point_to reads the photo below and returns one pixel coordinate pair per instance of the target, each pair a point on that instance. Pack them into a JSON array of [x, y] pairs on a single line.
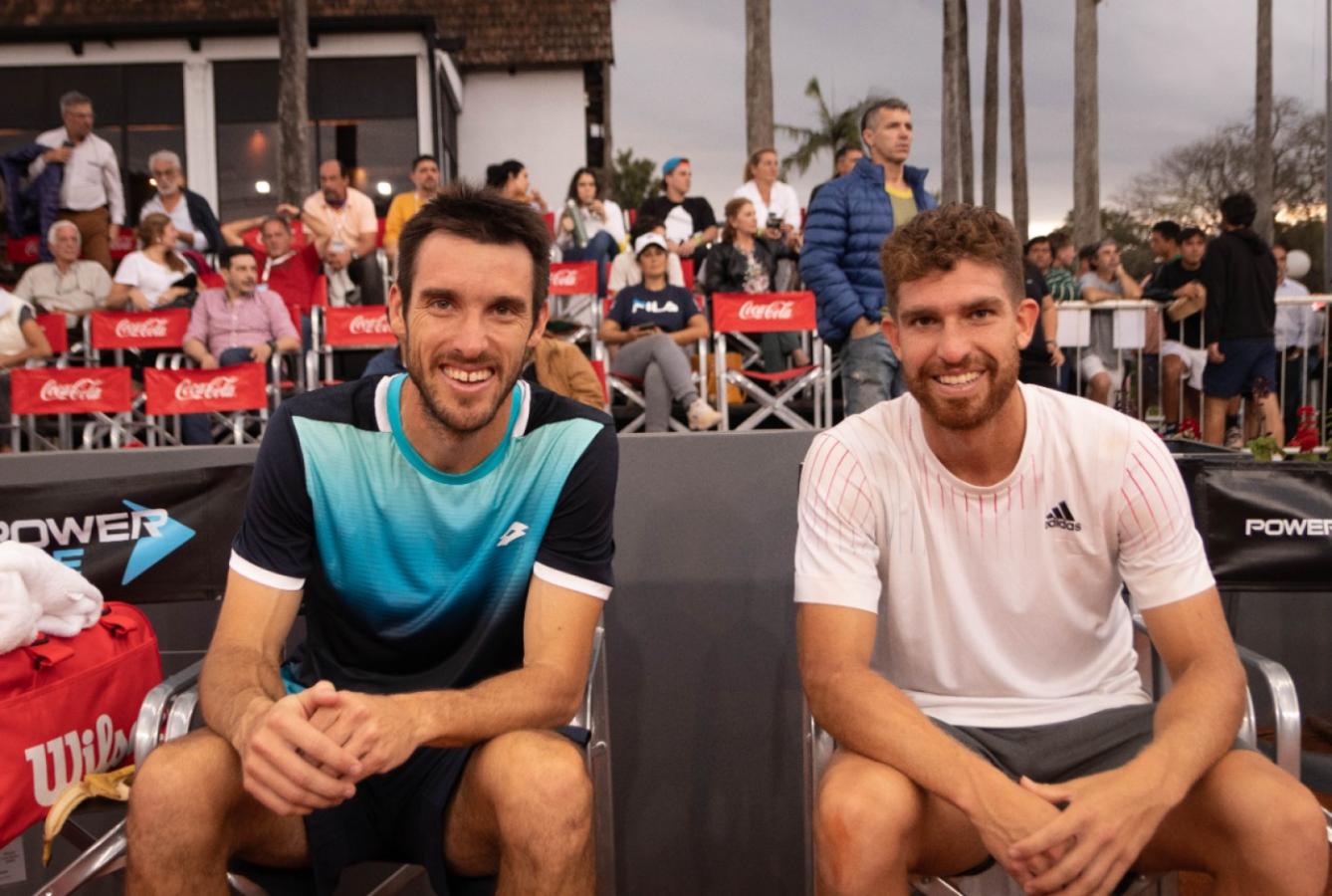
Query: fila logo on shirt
[[1063, 518], [516, 532]]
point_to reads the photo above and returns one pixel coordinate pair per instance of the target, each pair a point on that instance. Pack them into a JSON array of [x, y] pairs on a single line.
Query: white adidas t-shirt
[[999, 606]]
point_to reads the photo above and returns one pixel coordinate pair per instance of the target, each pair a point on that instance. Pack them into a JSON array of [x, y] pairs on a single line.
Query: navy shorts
[[1247, 362], [394, 816]]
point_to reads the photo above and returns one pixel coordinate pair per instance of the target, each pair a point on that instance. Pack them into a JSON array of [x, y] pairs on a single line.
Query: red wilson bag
[[67, 709]]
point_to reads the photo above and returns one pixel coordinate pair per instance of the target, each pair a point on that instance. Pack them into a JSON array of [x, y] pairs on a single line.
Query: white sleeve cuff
[[570, 580], [256, 572]]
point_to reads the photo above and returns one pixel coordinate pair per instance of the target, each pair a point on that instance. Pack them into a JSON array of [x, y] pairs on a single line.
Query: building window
[[362, 112]]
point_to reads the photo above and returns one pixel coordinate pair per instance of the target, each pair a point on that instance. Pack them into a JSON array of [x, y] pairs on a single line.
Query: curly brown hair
[[935, 241]]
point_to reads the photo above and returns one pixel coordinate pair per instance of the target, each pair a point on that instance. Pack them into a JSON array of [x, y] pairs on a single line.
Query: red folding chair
[[771, 313], [339, 329], [225, 394], [106, 393]]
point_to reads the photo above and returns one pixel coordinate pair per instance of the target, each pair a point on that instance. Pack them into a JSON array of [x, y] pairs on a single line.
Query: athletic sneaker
[[702, 415]]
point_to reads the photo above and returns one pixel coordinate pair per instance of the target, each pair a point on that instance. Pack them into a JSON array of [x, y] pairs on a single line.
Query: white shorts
[[1091, 365], [1194, 361]]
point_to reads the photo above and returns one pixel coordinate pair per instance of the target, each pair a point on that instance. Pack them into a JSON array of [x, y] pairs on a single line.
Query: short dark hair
[[231, 253], [483, 216], [1239, 209], [935, 241], [1167, 229], [871, 111]]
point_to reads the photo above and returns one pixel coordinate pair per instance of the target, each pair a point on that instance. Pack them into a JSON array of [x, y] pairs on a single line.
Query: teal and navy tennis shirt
[[413, 578]]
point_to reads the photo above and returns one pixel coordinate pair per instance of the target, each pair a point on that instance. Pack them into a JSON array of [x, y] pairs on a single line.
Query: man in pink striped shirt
[[960, 564]]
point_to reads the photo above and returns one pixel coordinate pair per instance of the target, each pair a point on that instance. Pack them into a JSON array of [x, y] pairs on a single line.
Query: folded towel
[[19, 612], [66, 600]]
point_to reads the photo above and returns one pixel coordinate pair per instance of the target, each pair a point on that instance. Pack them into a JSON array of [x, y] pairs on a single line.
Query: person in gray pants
[[647, 329]]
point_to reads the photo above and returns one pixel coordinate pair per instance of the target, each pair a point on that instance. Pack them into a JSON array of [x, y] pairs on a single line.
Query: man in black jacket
[[196, 225], [1239, 275]]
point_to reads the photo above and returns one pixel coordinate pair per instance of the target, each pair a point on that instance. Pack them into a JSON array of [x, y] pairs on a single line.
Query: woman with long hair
[[590, 227], [153, 276], [511, 178], [746, 263], [776, 204]]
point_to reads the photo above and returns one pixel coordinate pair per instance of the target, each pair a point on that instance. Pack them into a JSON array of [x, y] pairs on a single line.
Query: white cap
[[649, 240]]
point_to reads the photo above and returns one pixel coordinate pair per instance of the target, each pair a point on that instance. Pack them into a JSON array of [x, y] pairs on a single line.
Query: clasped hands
[[1078, 837], [308, 751]]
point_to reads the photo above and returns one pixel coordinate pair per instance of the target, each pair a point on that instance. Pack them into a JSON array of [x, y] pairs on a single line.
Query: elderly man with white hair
[[196, 225], [68, 285]]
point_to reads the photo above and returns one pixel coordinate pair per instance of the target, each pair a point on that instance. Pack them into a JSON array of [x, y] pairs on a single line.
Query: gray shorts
[[1050, 754]]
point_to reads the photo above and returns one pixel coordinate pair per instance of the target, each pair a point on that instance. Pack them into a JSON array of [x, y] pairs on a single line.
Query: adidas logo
[[1063, 518]]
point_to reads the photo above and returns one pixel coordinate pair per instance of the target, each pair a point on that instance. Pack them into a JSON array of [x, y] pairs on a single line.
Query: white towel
[[66, 602]]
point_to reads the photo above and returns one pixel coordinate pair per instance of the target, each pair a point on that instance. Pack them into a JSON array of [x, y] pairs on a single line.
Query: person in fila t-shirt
[[962, 635]]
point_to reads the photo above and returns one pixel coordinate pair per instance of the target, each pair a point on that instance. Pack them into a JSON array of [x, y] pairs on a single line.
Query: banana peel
[[112, 785]]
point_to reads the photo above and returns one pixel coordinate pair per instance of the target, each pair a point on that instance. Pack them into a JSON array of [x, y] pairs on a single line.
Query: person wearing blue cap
[[690, 224]]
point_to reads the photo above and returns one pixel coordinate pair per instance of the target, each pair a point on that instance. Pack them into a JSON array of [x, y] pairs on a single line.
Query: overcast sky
[[1170, 72]]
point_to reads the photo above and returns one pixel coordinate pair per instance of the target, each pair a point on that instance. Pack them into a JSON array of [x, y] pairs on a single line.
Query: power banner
[[142, 538], [1267, 526]]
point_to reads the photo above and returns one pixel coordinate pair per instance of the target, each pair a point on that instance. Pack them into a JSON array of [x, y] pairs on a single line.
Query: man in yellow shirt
[[425, 177]]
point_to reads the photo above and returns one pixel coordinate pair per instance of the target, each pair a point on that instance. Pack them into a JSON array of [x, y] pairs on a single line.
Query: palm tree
[[835, 128], [990, 126], [952, 186], [1086, 126], [1263, 164], [758, 75], [1016, 120], [294, 173], [966, 150]]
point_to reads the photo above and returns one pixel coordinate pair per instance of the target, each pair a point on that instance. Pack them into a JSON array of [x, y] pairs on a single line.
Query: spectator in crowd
[[1299, 338], [690, 224], [777, 204], [563, 369], [590, 228], [235, 324], [196, 225], [981, 681], [511, 178], [647, 329], [1183, 354], [1040, 357], [67, 285], [349, 259], [746, 263], [846, 227], [291, 272], [843, 162], [154, 276], [1059, 275], [22, 339], [91, 193], [1239, 279], [1107, 281], [625, 271], [425, 181]]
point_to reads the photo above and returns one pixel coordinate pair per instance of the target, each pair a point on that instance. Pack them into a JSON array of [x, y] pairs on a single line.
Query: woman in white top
[[777, 204], [156, 275], [590, 228]]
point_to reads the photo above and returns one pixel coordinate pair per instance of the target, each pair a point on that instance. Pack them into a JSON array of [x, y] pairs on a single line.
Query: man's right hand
[[1004, 816], [288, 765]]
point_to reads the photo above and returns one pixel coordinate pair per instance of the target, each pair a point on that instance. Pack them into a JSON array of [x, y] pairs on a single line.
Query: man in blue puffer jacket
[[843, 235]]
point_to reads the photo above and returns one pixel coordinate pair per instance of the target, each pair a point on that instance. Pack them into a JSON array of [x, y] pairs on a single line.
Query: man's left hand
[[379, 731], [1110, 816]]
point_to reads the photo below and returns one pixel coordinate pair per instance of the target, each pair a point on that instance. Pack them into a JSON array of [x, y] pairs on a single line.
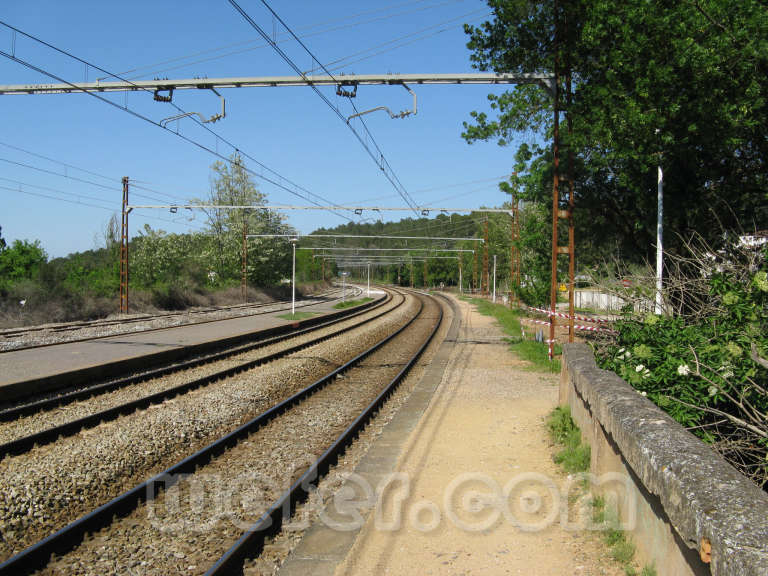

======

Instructions to follow>
All of the data should be returned word for word, with each picture left out.

Solution for this problem>
point_to reads the photo below and returns one pixel coordinate pair per instance of the target, each pair a point on that instance. Pack them into a JSON array of [x, y] pairs on a single line.
Query: fila logo on shirt
[[1063, 518], [516, 532]]
point_to reads the photo above and returns one pixel coordinate pair per instance of the target, each pair a point on that instance. Pack them into a JSON array of [x, y] pairs on a single line.
Query: white adidas t-shirt
[[999, 606]]
point_to reads the photo above and returns one pixel coordinate pair per instance of the target, each pair a point on that instance. Pack them into a JSON array of [x, y] pairs on a single line.
Query: navy shorts
[[1247, 362], [394, 816]]
point_to reads the photo above and returns one pixel coordinate pair per instance of the target, each pair a point on that instance. Pack them into a JSON array of [x, y] pairs on a single line.
Query: red wilson bag
[[67, 709]]
point_to reads the photo above and returns one pixel coordinate pair per instance of the target, each pair a point on that instance. Pack them into a JSON array of [x, y] pairs on a single line.
Query: white sleeve cuff
[[570, 580], [256, 572]]
point_to reads the photo above and returns one pixel coordinate pair per instance of the target, each pair a point on that instance. Pack them into a JSON array of [x, y] pairs on a single line.
Query: building window
[[362, 112]]
point_to reads the photo above and returns one pixel coordinate pair per instance of the target, each pair a point on that instance. Pack them into a JSON array of [x, y] pairs on a single line.
Query: curly brown hair
[[935, 241]]
point_to reads the photo above and returns one pixel coordinate pair per instance of the target, each pair a point on that instance. Pack them into a JSON array of [x, y] pairs on a single line.
Query: red folding chair
[[771, 313], [339, 329], [225, 394], [106, 393]]
point_to reads the photo above and returns one pixel coordinate pair per instance of the target, each pair a point on that instance. Pack them into a JSON array of [x, y] pairs on a single line.
Query: athletic sneaker
[[702, 415]]
point_to reads the photo above and returns one pixel coordinate pair per instance of the target, each pair a point on that instance. Pack them into a JSON array of [x, y] pairs on a single line.
Query: white shorts
[[1091, 365], [1194, 361]]
point_to reads the photo above and returns one pixel coordinate pair per instance of the target, each pair a point on that instance. Pack them into a JSON array of [x, y] pairs on a single line.
Query: short dark hair
[[231, 253], [483, 216], [1239, 209], [935, 241], [1167, 229], [871, 111]]
point_to reads the photo above and returns one pixel coordinate pair per instance of the target, each pair a point on that instance. Pack them into a JSON array of [x, y] pairs on a single line.
Query: teal and navy tennis shirt
[[413, 578]]
point_to reads the photo above and returns one pixel coordinate pair per instance of the target, each pair a point on that instance. Pack them into a JSON array of [x, y] pairs on a single line.
Query: man in pink striped shirt
[[960, 564]]
point_to reads the photo above and returns one pixel coordinate pair per instance of the target, each pair a point on that instance. Pack them into a JSON array of [x, y] pairs on a single line.
Query: folded towel
[[19, 612], [66, 600]]
point_to reads the photo above and returns one pixel coordinate pair per instance of the target, each pair a point on that instance. Pack them into a JSON array of [x, y] pairs on a single line.
Query: person in gray pants
[[647, 329]]
point_to reads the photo above and returns one pixel coordinate pair per instance of the target, each pair a point on that instance. Pack them into a JSON array of [x, y] pairs on a single line.
Query: man in black jacket
[[196, 225], [1239, 275]]
point_to reads the photo above and returns one pixel coordinate pair per instance of the target, each pair a point on that instance. Pack them into a JSON array of [x, y] pairs on a single line.
Query: woman with long hair
[[590, 227], [153, 276], [511, 178], [746, 263], [776, 204]]
point_to reads the photo above and returns one pixel coordinate pair per instance of the target, each pair a point on that instance. Pack them into a JSON array of [x, y] pairs on a single line.
Query: white cap
[[649, 240]]
point_to reads the photo above and returns one pixel coordinate pair per instance of the target, each pair a point on that instance. Pack them into a JSON array of [x, y] pairs on a single line.
Query: clasped hands
[[1078, 837], [308, 751]]
point_to reads the photo above and returns one pixel coordinate pair per instance of the target, each pair a point on that instance. Pack them into a JSON array of [x, y] pairs on a single line.
Query: elderly man with white hair
[[196, 225], [68, 285]]
point_to reads the photo above and returns one pixel coordinate pair per instance of the target, each pair a point on that instance. Pack them into a JSON array of [x, y] pairs on a single line.
Query: gray shorts
[[1050, 754]]
point_to reads the photo above and returns one pixel coordinate pair per instance of the target, each pair a point on that instance. Pack them into a JSON array of [x, y] pairs on a single line.
Query: adidas logo
[[1063, 518]]
point_to reads the photo above and returns one pixel coordinate pair per instance of the target, each pair a point on that instance. Pack them into a JSON array of [x, y] pairs on a single line.
Query: white towel
[[66, 602]]
point_to reads the photo above and returns one pixel coordinate pair per instance of the target, each pair a point on that instance. Pack them into a JSON array of [x, y] pairs on a single line.
Query: person in fila t-shirt
[[962, 635]]
point_to reads the photo above and returns one pixel coordinate pair per instance of the target, each pair a point on that instance. Pack them into a JSON array of [x, y] pairs on a single line.
Query: banana peel
[[112, 785]]
point_to reads the photo above and returns one pixel coordinate pair per instance of the target, each pair a point on that instance. Pack them into a JSON array of [x, y] pairs on a single line.
Query: person wearing blue cap
[[690, 224]]
point_to reads the photo above and returns one pixel coordinate pair per instance of the target, each pair a point on that instance. Pack them into a JSON array of [x, y] pairs on a single line.
Query: overcast sky
[[1170, 72]]
point_to reads the photo above and returns one pixel coordinate pair per instance of the target, each pair a point on that instance. Pack them into a JSON array of [x, y] pairs on a single line.
Query: power banner
[[142, 538], [1267, 526]]
point_to reads the photo above and returns one pixel coordinate pair per instance of the target, each pair a point on that instance. Pack them into a JSON array of [x, y] pairs on a single line.
Query: man in yellow shirt
[[425, 177]]
point_to reads the photo above and returns one pixel coordinate pair per instance of the target, each pair a point on that instance. Pack them into a JSON array of [x, y] pairs on a single line.
Query: palm tree
[[835, 128], [990, 126], [952, 186], [1086, 126], [1263, 164], [758, 75], [1016, 120], [294, 173], [966, 150]]
point_to reads the photo above and returns one pixel coordinate pair per instance of the target, each pair a point on that instance. Pack them into a JSON array of [x, y] pairs on a single line.
Query: spectator in crowd
[[1299, 338], [690, 224], [777, 204], [563, 369], [590, 228], [235, 324], [196, 225], [981, 681], [511, 178], [647, 329], [1183, 354], [1040, 357], [67, 285], [349, 259], [746, 263], [846, 227], [291, 272], [843, 162], [154, 276], [1059, 275], [22, 339], [91, 193], [1239, 279], [1107, 281], [625, 271], [425, 181]]
point_to reads the photo above and returns one pixel coordinate pair per instance of the target, each pair a point on that instance. Pack them into a JSON array of [x, y] pairs on a single line.
Query: woman in white top
[[777, 204], [156, 275], [590, 228]]
point_to reads the photo above and returns one pixel coordinate pair per instance of the target, each pair a point on that instance. Pack them into a JSON array of [x, y] pairs on a single line.
Query: man's right hand
[[1004, 816], [288, 765]]
point_to reads the photo above and returns one pixel coordinate pair per instance of the target, each pair a point on that instance. Pack them into a JSON array of [x, y] pairs on a single line.
Query: man in blue puffer jacket
[[843, 235]]
point_to reads the photo above and returns one pixel coordinate pair per instance of the target, each pair a point on that instance. Pack them into a JSON array of [x, y] pairs on a single line.
Query: man's left hand
[[379, 731], [1110, 816]]
point_to reads the photo below and returns one pixel coordinate pair per instance of the target, each pair a point on that instance. Pack them into a JSON array of [x, y] pairs on a single line.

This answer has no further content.